§ Text provided:

Wednesday, September 24, 2014

Barely Rational Decisions


“I have found a solution to the Wife Problem. As with so many scientific breakthroughs, the answer was obvious in retrospect.”

So begins our narrator of The Rosie Project. Genetics professor Don Tillman is hung up on clean bathrooms, apricot ice cream, and punctuality. Since his social skills have failed him in finding a suitable life partner, he turns to science. Thus begins the Wife Project.

After carefully crafting a written survey intended to weed out all but Mrs. Perfect, Don submits it to his best friend, a psychology professor. The next thing he knows, his friend has sent over Rosie.  Thinking she aced the questionnaire, Don invites her to dinner without preamble.  Soon, he discovers she fails almost all of his important criteria. However, it turns out to be the best night of his life. 

Funny and sweet, Graeme Simsion’s novel proves that not only do opposites attract, they accept (and embrace) the differences.

Wednesday, September 17, 2014

Do you like it?



Ours was a quick courtship. We had been dating for five months when we first started talking about marriage. So I did what any sensible girl would do when faced with a prospective groom, I began to look for a ring. By June, I had found it. My next move was to leave a message on his voice mail with the item code and ring size. His next move? A proposal a week later. 

But as anyone who is married knows, the true story begins after the vows are exchanged. J. Courtney Sullivan smartly adheres to that principle in her novel The Engagements. But first, she introduces Frances Gerety.  In the opening pages, we meet Frances who not only creates an ad slogan, but the tradition of proposing with a diamond engagement ring. Following Frances through her career, we discover with each new ad campaign how she remakes the diamond’s image according to the mineral resources, and pocketbooks, of each decade.

§ Work request:
Continue the book blog posts above, starting right after their final sentence.

§ Dataset content:
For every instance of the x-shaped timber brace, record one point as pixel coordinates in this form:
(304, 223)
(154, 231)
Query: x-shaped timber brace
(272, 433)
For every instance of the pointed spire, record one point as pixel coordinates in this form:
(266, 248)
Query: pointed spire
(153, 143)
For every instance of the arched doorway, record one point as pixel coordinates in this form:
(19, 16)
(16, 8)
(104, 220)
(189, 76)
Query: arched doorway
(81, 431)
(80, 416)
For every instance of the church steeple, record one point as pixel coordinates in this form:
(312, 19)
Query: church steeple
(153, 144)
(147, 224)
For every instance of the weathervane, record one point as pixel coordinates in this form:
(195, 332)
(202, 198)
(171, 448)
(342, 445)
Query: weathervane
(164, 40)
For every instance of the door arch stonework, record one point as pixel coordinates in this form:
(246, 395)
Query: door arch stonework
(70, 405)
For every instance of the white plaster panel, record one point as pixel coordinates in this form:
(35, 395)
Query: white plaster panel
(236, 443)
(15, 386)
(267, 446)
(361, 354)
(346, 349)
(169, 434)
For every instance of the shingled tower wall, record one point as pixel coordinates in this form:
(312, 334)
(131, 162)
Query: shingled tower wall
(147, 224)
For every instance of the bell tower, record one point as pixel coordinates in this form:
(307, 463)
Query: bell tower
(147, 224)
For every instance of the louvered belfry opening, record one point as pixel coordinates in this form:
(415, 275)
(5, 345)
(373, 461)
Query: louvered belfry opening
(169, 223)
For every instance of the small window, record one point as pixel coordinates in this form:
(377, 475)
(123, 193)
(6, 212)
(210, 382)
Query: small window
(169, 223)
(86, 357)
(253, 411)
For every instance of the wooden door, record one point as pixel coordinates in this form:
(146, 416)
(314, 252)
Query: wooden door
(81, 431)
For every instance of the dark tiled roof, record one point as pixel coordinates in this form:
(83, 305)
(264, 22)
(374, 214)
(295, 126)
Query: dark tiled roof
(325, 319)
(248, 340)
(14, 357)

§ Response:
Interspersed throughout Frances’ tale, are the stories of four couples. We read about their courtships, engagements, affairs, and disappointments. And of course we find out about their rings, which reflect the expectations and fashions of each time. By housing each couple in a unique setting and only revealing their story in parts, Sullivan succeeds in building genuine interest.  

Although she skips from Philadelphia to Paris, from 1947 to 2012, Sullivan rewards the patient reader by cleverly tying the five stories together toward the end of the novel. The ending is almost as gratifying as hearing those four little words. And saying yes.

Wednesday, September 3, 2014

The Visitors



January of 1922, a young girl and her guardian travel to Cairo. Recovering from illness, Lucy Payne is slowly coaxed out of her malaise with picnics under the pyramids, tea parties with archaeologists, and ballet lessons with her new friends Rose and Frances. Returning home to a devious tutor and absent father, Lucy has only her growing library of Egyptian lore to keep her company. 

The Visitors by Sally Beauman also introduces us to Lucy in her nineties.  Here, she reminisces with Rose while evading the prying questions of a documentary filmmaker. Their conversation foreshadows Carter's discovery of the Tomb of Tutankhamun and Lucy's own discoveries regarding Carter. 

Whether traveling through 1922 Cairo or 2002 Highgate, Beauman's characters are well-drawn to time and place. The reader, in turn, is drawn into the mystery of this multi-layered tale. And won't want to leave.